**Exercise prompt**.
Copy out every line of the listing below that contains the string "skyscraper", treating uppercase and lowercase as different.

**Data excerpts**.
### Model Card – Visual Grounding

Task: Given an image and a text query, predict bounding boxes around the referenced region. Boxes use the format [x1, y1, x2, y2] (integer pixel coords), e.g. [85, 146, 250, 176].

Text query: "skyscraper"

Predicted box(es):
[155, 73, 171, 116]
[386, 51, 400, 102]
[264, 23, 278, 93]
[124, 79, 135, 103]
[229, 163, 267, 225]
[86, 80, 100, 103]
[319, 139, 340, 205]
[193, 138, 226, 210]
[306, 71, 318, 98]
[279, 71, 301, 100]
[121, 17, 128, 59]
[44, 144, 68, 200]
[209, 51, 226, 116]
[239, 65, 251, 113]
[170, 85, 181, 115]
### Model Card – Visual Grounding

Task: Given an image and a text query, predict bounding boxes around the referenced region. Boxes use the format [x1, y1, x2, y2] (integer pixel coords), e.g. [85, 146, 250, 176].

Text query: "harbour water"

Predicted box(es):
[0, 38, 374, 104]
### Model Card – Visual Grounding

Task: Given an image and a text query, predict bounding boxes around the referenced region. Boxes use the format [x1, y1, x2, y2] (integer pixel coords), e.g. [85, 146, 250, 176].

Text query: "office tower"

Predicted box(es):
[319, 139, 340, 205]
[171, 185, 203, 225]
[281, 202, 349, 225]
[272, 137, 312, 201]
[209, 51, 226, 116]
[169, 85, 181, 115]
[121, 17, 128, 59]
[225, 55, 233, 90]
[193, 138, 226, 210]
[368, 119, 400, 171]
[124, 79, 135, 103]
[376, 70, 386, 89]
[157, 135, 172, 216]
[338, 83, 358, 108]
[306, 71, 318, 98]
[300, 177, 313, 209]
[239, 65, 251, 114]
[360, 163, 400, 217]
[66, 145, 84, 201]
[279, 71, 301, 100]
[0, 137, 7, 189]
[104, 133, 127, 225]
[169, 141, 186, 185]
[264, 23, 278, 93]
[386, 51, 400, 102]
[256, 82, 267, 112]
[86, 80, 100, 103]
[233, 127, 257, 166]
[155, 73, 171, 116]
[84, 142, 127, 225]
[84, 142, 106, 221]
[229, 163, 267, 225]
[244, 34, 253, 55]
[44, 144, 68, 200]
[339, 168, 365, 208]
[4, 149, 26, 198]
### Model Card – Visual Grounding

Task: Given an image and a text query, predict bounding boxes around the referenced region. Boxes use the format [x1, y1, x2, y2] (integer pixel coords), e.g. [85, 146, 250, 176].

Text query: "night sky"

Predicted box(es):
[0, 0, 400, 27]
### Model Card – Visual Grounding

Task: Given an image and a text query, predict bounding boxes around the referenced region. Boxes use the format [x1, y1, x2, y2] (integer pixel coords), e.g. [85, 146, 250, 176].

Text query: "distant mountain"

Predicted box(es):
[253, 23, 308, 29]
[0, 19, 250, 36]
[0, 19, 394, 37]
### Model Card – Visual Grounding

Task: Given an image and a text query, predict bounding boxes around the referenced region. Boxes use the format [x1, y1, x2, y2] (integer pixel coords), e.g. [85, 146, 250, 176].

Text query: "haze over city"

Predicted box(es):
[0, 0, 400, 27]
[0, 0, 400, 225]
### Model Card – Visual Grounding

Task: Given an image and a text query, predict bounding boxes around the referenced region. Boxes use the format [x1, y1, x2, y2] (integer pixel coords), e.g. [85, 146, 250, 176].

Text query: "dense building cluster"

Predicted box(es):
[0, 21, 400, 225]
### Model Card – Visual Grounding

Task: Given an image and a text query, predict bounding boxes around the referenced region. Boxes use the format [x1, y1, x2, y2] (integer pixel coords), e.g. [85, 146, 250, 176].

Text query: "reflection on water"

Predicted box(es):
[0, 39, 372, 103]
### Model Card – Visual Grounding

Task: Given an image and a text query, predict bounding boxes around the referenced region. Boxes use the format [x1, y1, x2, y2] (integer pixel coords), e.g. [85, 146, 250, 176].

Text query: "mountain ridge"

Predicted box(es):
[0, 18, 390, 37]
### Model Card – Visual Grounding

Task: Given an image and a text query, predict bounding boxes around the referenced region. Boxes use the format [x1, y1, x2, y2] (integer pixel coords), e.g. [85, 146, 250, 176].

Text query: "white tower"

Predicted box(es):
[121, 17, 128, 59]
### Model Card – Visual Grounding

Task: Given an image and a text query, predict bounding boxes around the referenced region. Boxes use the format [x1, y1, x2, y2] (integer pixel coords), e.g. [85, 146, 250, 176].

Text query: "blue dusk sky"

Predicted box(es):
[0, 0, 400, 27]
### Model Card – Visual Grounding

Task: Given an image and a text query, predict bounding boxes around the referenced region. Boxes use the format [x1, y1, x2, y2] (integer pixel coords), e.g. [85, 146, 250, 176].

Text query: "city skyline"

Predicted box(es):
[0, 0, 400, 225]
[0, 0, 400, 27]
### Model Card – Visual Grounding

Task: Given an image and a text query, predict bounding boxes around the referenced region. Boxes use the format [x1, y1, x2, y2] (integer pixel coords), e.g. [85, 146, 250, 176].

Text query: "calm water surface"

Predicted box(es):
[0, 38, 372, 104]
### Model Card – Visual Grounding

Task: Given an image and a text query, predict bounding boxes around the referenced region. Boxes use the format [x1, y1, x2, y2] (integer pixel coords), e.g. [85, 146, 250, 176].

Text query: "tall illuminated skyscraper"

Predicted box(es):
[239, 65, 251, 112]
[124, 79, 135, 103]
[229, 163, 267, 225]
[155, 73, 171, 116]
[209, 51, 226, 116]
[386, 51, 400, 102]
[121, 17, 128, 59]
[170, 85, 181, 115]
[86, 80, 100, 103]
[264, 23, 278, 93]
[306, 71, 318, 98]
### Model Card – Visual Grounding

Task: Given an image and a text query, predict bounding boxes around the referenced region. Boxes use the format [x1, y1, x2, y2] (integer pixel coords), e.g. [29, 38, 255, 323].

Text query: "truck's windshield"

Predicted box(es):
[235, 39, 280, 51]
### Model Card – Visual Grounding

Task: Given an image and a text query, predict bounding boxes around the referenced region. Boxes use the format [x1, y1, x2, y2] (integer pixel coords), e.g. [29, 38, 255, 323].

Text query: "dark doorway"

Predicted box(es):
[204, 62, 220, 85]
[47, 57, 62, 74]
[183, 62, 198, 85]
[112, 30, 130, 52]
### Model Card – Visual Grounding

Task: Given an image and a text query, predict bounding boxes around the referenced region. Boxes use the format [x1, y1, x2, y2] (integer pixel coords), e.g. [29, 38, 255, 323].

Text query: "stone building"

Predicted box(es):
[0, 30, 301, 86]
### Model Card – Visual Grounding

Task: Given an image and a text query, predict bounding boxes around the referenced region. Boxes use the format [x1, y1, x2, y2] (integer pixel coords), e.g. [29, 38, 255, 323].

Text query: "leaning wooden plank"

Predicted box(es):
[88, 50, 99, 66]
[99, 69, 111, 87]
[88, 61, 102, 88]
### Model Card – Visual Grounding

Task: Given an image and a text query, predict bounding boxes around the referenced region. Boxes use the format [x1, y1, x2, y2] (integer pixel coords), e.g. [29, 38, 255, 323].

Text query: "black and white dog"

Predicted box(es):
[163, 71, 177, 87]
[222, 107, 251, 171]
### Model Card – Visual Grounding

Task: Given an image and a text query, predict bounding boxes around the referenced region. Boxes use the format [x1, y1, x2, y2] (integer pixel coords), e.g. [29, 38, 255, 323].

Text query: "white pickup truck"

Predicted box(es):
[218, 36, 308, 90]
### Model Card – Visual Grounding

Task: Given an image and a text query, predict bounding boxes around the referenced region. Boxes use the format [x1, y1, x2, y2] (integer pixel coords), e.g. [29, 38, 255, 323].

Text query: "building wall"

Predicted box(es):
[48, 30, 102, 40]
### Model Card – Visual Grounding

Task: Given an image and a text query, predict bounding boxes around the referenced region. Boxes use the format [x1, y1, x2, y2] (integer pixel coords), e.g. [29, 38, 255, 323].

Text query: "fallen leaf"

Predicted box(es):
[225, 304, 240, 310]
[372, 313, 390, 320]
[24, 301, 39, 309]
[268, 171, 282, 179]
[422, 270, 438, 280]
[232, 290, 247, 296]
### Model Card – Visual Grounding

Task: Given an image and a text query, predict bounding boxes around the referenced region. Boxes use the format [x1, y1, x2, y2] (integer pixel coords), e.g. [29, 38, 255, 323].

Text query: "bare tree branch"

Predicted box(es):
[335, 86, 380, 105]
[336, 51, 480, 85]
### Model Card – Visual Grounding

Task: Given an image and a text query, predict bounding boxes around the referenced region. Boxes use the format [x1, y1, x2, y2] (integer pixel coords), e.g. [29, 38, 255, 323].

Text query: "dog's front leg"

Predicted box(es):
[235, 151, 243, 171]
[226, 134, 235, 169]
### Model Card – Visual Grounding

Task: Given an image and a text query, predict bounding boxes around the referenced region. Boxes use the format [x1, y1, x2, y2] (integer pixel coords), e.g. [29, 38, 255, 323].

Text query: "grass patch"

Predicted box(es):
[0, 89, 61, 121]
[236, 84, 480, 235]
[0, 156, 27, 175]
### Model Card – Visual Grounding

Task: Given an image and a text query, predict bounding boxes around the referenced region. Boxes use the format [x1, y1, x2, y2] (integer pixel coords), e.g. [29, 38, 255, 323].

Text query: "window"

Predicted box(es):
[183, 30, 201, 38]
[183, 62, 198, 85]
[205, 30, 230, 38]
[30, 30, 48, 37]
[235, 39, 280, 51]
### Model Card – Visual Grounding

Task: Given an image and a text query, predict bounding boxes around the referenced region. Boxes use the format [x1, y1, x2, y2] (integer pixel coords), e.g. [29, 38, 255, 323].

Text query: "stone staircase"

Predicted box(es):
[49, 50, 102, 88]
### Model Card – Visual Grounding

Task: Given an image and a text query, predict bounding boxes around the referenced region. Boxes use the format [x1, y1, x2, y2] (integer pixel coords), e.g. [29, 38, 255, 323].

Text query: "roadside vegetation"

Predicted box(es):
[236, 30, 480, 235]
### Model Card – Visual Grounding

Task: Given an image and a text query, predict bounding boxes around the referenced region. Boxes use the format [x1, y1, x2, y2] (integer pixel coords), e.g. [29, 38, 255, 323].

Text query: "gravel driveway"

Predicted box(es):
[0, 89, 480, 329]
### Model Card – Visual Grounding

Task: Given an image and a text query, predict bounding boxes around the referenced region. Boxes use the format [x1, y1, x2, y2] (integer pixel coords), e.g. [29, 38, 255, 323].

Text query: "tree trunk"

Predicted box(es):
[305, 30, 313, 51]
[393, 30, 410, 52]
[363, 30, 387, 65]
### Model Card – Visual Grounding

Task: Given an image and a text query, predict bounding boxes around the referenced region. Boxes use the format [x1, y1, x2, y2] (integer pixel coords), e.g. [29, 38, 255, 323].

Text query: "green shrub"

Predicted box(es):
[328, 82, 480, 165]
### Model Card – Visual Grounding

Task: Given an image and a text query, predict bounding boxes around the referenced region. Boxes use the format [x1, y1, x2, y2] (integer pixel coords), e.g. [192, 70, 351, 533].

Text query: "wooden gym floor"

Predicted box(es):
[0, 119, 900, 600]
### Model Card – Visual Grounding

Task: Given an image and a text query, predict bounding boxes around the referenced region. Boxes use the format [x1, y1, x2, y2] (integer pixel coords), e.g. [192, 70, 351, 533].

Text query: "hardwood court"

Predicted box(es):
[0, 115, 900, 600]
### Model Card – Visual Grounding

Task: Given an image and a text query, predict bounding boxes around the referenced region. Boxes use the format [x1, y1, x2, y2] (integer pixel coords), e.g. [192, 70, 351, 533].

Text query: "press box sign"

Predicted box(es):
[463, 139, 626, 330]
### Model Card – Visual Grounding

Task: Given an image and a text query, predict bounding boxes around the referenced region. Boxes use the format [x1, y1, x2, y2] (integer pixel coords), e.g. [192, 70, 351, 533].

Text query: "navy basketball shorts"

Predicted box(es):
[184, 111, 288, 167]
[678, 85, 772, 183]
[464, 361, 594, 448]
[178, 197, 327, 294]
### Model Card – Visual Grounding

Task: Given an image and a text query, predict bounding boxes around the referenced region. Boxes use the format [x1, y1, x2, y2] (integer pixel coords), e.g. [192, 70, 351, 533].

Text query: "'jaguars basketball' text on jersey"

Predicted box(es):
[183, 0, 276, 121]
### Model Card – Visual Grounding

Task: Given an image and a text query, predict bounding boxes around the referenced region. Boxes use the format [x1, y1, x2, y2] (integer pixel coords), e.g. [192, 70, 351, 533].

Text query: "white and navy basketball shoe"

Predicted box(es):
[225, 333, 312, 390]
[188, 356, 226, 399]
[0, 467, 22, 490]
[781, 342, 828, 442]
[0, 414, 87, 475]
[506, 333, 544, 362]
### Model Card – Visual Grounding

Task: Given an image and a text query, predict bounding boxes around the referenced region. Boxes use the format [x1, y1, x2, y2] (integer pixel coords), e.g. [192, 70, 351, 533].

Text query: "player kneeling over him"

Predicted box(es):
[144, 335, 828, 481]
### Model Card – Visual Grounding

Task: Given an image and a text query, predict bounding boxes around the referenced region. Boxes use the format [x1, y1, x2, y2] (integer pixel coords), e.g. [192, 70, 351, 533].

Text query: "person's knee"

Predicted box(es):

**In response**.
Text query: "skyscraper"
Text query: "tall illuminated skyscraper"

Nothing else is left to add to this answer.